Aim of the exercise =>
Only one stretch of the data is wanted: the line containing "x=534, y=182", the line containing "Point out every instance of the red lipstick", and every line between them, copied exactly.

*** Task material Section Begins ***

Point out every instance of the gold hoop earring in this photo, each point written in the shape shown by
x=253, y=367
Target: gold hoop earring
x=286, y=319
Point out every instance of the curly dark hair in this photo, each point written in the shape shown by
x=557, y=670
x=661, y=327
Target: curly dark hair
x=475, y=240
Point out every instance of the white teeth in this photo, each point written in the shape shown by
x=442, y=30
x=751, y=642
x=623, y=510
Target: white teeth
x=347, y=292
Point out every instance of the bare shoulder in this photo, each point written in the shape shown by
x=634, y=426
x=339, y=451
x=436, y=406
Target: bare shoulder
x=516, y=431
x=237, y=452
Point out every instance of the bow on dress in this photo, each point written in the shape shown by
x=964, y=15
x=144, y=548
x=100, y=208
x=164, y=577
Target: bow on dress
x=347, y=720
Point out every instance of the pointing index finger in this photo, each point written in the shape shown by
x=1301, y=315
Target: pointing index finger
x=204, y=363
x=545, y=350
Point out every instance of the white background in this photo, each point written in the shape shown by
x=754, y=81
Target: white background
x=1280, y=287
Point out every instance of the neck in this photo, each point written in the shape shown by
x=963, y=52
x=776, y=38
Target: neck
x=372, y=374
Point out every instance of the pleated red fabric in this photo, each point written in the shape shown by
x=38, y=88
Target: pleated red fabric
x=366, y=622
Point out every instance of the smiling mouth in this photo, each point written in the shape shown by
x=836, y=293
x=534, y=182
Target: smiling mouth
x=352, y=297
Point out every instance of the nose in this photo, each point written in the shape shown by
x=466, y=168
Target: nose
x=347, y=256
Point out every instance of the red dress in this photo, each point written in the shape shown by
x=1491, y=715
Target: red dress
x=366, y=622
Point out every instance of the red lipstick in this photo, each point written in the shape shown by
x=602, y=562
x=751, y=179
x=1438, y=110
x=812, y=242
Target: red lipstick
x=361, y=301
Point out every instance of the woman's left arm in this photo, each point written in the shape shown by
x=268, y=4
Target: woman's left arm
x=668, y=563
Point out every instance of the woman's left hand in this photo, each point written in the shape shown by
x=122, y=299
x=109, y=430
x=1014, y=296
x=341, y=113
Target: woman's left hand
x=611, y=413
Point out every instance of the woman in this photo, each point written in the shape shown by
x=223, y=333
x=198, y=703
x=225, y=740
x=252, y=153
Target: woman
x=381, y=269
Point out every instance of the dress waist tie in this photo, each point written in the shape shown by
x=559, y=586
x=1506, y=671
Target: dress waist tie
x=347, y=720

*** Task material Section Ends ***

Exercise result =>
x=534, y=182
Target: smiling mouth
x=352, y=297
Point out every instance of the nose in this photo, each point written in the shape shown by
x=466, y=168
Target: nose
x=347, y=256
Point out every instance of the red dress in this photo, each point written in the shape shown by
x=1491, y=715
Target: red dress
x=366, y=622
Point out every instance of the red lipstick in this photo, each point written in the shape shown by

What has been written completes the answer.